## What you should do
Check each line of the entries. Copy the ones that contain the string "colon".

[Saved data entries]
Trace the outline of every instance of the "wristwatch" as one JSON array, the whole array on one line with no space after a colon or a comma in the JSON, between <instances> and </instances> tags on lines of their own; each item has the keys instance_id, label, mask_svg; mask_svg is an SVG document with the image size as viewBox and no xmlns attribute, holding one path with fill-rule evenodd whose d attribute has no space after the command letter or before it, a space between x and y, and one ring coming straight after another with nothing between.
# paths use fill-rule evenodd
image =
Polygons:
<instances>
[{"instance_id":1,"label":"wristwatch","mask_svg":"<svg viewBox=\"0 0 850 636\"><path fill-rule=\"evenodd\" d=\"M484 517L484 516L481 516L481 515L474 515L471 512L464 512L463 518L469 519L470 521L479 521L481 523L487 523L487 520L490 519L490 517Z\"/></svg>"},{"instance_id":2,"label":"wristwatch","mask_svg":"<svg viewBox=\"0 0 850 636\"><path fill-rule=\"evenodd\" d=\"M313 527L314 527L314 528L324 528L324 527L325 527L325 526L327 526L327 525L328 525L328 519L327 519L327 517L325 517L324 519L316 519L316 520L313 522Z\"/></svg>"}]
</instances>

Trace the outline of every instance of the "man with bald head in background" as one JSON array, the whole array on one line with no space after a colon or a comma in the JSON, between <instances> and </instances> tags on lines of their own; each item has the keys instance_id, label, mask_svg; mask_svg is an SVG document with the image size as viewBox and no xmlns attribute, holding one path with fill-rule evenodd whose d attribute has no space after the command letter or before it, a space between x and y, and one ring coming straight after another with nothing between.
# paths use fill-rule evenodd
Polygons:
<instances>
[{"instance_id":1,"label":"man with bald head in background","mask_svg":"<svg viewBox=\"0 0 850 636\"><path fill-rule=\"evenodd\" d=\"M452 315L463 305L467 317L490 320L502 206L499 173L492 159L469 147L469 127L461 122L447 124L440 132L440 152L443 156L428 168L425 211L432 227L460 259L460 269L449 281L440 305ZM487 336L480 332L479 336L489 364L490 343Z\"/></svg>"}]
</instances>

## Response area
Trace the outline of every instance of the "wristwatch" as one JSON array, the whole array on one line with no space after a colon or a comma in the JSON, between <instances> and </instances> tags on lines of their own; each item has the keys instance_id, label, mask_svg; mask_svg is an SVG document with the image size as viewBox and no xmlns attribute, holding one path with fill-rule evenodd whose d attribute has no space after the command letter or before it, a space between x and y, and one ring coming straight after another with nothing between.
Trace the outline of every instance of the "man with bald head in background" as one JSON array, the whole array on one line with no space after a colon or a comma in the JSON, between <instances> and </instances> tags on lines of their own; each item has the keys instance_id, label, mask_svg; mask_svg is an SVG document with the image size as viewBox and no xmlns attribute, holding one path with fill-rule evenodd whose d attribute has no space after the command letter or before it, a space between x and y, and one ring coming straight after another with nothing between.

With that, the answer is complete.